▸ **Supplied material**:
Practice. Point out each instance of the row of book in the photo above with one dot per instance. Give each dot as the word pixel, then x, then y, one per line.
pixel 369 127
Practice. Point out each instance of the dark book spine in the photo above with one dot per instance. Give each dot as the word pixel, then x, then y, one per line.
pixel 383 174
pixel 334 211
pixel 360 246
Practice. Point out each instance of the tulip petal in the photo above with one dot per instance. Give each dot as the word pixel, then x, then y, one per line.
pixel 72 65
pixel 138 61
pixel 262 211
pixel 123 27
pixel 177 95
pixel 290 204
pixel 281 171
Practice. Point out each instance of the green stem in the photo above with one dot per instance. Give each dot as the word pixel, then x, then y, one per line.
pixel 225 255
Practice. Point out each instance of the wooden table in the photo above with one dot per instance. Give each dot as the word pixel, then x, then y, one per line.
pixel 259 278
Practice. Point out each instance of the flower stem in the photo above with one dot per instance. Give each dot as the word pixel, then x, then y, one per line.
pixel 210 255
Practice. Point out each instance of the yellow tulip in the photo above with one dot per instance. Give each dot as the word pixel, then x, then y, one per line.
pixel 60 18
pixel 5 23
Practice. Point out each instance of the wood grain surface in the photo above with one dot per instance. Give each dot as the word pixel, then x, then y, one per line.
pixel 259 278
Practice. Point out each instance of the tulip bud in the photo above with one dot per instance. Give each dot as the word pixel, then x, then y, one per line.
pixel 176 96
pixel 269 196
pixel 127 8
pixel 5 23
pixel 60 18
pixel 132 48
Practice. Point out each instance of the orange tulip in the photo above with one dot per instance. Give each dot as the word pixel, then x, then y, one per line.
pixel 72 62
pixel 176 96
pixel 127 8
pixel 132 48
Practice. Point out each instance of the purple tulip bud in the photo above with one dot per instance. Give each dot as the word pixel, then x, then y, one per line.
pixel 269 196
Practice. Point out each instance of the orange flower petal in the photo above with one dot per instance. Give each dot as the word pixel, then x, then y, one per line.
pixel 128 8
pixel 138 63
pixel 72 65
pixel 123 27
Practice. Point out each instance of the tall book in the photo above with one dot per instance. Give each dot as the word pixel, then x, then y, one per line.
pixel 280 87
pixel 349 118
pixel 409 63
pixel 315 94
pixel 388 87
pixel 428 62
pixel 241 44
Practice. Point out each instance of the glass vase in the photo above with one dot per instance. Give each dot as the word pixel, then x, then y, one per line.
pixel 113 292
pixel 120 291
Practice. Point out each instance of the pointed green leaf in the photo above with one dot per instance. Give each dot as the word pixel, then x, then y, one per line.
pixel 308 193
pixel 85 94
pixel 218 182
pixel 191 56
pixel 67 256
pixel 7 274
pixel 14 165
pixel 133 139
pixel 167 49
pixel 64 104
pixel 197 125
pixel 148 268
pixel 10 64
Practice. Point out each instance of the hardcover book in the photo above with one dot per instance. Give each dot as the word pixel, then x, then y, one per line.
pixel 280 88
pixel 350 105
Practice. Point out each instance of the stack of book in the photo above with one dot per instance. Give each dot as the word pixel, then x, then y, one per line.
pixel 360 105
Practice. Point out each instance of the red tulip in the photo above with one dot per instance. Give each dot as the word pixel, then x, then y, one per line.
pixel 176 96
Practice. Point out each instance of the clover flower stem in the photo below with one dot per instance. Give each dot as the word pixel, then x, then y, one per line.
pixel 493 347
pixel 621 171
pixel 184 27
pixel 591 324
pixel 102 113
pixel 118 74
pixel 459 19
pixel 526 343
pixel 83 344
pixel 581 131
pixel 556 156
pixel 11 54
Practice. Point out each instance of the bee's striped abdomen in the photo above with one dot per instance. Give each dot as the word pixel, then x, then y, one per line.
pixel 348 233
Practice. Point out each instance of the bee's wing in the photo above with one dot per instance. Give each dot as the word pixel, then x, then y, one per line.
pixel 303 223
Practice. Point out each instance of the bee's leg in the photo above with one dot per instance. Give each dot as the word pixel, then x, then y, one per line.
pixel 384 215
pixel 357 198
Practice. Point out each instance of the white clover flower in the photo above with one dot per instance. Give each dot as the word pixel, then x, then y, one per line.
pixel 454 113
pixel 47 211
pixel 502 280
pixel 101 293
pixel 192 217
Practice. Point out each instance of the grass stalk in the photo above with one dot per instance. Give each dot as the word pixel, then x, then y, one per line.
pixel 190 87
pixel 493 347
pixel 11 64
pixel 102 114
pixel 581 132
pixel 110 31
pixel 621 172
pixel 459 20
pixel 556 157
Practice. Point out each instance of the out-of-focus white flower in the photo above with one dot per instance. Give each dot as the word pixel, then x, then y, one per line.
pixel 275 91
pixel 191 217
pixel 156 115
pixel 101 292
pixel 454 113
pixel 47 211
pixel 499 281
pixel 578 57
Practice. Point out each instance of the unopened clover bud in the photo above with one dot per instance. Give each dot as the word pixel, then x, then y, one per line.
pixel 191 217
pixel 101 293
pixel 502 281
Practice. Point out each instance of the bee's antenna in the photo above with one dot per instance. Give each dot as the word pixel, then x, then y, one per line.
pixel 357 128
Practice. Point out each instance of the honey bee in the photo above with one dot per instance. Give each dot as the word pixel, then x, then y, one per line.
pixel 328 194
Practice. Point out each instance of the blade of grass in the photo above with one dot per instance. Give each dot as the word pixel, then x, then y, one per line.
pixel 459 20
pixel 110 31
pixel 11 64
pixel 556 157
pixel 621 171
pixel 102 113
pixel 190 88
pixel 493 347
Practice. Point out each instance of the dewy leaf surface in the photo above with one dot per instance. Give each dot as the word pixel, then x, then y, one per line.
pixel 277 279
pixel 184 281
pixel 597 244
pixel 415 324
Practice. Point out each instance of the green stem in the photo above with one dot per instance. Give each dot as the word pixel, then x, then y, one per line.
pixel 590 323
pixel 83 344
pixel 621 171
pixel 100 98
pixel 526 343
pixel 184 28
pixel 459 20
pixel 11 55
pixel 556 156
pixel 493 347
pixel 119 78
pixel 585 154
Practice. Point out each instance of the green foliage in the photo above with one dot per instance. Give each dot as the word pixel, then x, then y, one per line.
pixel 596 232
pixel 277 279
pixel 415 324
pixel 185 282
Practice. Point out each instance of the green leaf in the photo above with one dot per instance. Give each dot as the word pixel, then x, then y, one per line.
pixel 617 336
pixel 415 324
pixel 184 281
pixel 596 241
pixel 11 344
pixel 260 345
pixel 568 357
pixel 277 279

▸ **Given exercise**: Put every row above into a two-column CSV with the header instruction,response and one CSV line per row. Place each row's text under instruction and its answer under response, with each value in a quoted field and any line breaks turned into spaces.

▸ **Finished task**:
instruction,response
"Practice. Point out each instance of the row of book in the photo above with one dot per instance. Give each dot as the word pixel, then x, then y, one per line.","pixel 369 127"
"Practice. Point out each instance of the dark book spine in the photo above with one dot per instance. Give each dot as the word pixel, then x, then y, one per line.","pixel 383 174 pixel 334 211 pixel 360 246"
"Practice. Point out each instance of the tulip petal in the photo above with one dot per instance. Give each dot as the word pixel, then x, then y, one per line.","pixel 72 65 pixel 138 61 pixel 262 211 pixel 123 27 pixel 177 95 pixel 290 204 pixel 281 171"
"Practice. Point out each instance of the green stem in the photo above with one dot per instance. Give each dot as the word pixel, then x, then y, one per line.","pixel 225 255"
"Practice. Point out each instance of the wooden table in the photo above with one dot per instance. Give each dot as the word pixel, then x, then y, one per line.","pixel 259 278"
"Practice. Point out each instance of the flower stem in the photo above with one dot per instance. Give each dot as the word pixel, then x, then y, one per line.","pixel 210 255"
"Practice. Point out each instance of the yellow tulip in the photo above with one dot per instance. Give each dot as the word pixel, then x, then y, one per line.","pixel 60 18 pixel 5 23"
"Practice. Point out each instance of the wood grain surface in the photo above with one dot per instance. Give each dot as the word pixel, then x, then y, one per line.","pixel 259 278"
"Practice. Point out each instance of the tulip bud in the photo above with one dot per instance. Give each dot as the word pixel, then x, then y, one per line.","pixel 176 96 pixel 269 196 pixel 127 8 pixel 5 23 pixel 60 18 pixel 132 48"
"Practice. Point out each instance of the orange tulip in the photo above with one dot per instance. Give each dot as the word pixel, then x, then y, one per line.","pixel 72 62 pixel 176 96 pixel 127 8 pixel 132 48"
"Practice. Point out each instance of the purple tulip bud in the photo above with one dot per instance. Give each dot as the word pixel, then x, then y, one per line.","pixel 269 196"
"Practice. Point out each instance of the orange flower petal in the photo above with one dot per instance. Give each dot as the word pixel, then x, then y, one per line.","pixel 128 8 pixel 138 63 pixel 72 65 pixel 123 27"
"Practice. Point out each instance of the tall book in the photo above with one dot per instance. Give each dot as the word pixel, then x, then y, one per line.","pixel 280 87 pixel 349 118 pixel 409 63 pixel 315 94 pixel 388 87 pixel 428 62 pixel 241 44"
"Practice. Point out each instance of the glass vase in the photo above with one dot per instance. Give each dot as the word pixel, then x, then y, one per line.","pixel 113 292 pixel 120 291"
"Practice. Point out each instance of the pointed green leaf in the photo above with one dot per instance. Give each dot as the word pixel, then x, then y, one per line.","pixel 308 193 pixel 85 94 pixel 218 182 pixel 191 56 pixel 67 256 pixel 7 274 pixel 14 165 pixel 133 139 pixel 167 49 pixel 64 104 pixel 197 125 pixel 148 268 pixel 10 64"
"Practice. Point out each instance of the hardcover book in the photo above with one dot per instance. Give each dot as the word pixel, then x, then y, one per line.","pixel 280 88 pixel 350 105"
"Practice. Point out each instance of the stack of book in the photo above with one dot per instance. Give each dot as the word pixel, then x, then y, one per line.","pixel 360 105"
"Practice. Point out each instance of the red tulip in the photo above with one dot per instance. Give each dot as the word pixel, then x, then y, one per line.","pixel 176 96"
"Practice. Point out each instance of the clover flower stem in the photo below with one dot per instance. Give each dot as the word pixel, then x, then y, one per line.","pixel 493 347 pixel 621 171 pixel 184 27 pixel 591 324 pixel 102 113 pixel 118 74 pixel 459 19 pixel 526 343 pixel 83 344 pixel 581 131 pixel 556 156 pixel 11 54"
"Practice. Point out each instance of the bee's striped abdomen in the photo above with one dot per instance. Give each dot as the word pixel, then x, then y, one per line.","pixel 348 233"
"Practice. Point out each instance of the bee's wing in the photo above with one dot per instance. Give each dot as the word pixel, then x, then y, one per line.","pixel 303 223"
"Practice. Point out each instance of the bee's leg in the photo above with one dot per instance. Give each dot as the word pixel, then x, then y, one per line.","pixel 384 215 pixel 357 198"
"Practice. Point out each instance of the white clover flower in the photo above with one dot per instance. Give each dot as the word pixel, then x, then y, one per line.","pixel 454 113 pixel 47 211 pixel 502 280 pixel 101 293 pixel 192 217"
"Practice. Point out each instance of the grass stalk in the photo above with one dot per instance. Give each dot as the word pixel, then x, then y, one per line.","pixel 190 87 pixel 493 347 pixel 11 64 pixel 102 114 pixel 581 132 pixel 110 31 pixel 621 172 pixel 459 20 pixel 556 157"
"Practice. Point out each instance of the out-of-focus white flower in the photo above with one dot per instance. Give each dot as the word pixel, then x, then y, one per line.","pixel 275 91 pixel 191 217 pixel 156 115 pixel 101 292 pixel 454 113 pixel 47 211 pixel 499 281 pixel 578 57"
"Practice. Point out each instance of the unopened clover bud in the photo above with one dot per instance. Give each dot as the word pixel, then x, then y, one per line.","pixel 191 217 pixel 101 293 pixel 502 281"
"Practice. Point out each instance of the bee's antenna in the photo above with one dot per instance. Give each dot as the word pixel, then x, then y, one per line.","pixel 357 128"
"Practice. Point out each instance of the honey bee in the photo above with one dot per instance. Give each dot as the word pixel, then x, then y, one per line.","pixel 328 194"
"Practice. Point out each instance of the blade of grass in the photo above with one dot per instance. Give each dot as the word pixel, then x, then y, one per line.","pixel 459 20 pixel 110 31 pixel 11 64 pixel 556 157 pixel 621 171 pixel 102 113 pixel 190 88 pixel 493 347"
"Practice. Point out each instance of the dewy leaf surface in the photo above with one dot per instance. Give each dot as the word pixel, then x, then y, one per line.","pixel 277 279 pixel 184 281 pixel 597 244 pixel 415 324"
"Practice. Point out each instance of the green stem in the photo above with one dot per instance. Give each dot as the word pixel, then x, then y, one per line.","pixel 590 323 pixel 83 344 pixel 621 171 pixel 100 98 pixel 526 343 pixel 184 28 pixel 459 20 pixel 11 55 pixel 556 156 pixel 493 347 pixel 119 78 pixel 585 154"
"Practice. Point out each instance of the green foliage in the photo above with one dot per instance. Give each dot as the word pixel, then x, then y, one per line.","pixel 596 232 pixel 277 279 pixel 415 324 pixel 185 282"
"Practice. Point out each instance of the green leaf in the photo above with one dot per instance. Give each dot as the word pixel, then x, then y, one per line.","pixel 617 336 pixel 415 324 pixel 184 281 pixel 596 241 pixel 11 344 pixel 260 345 pixel 568 357 pixel 277 279"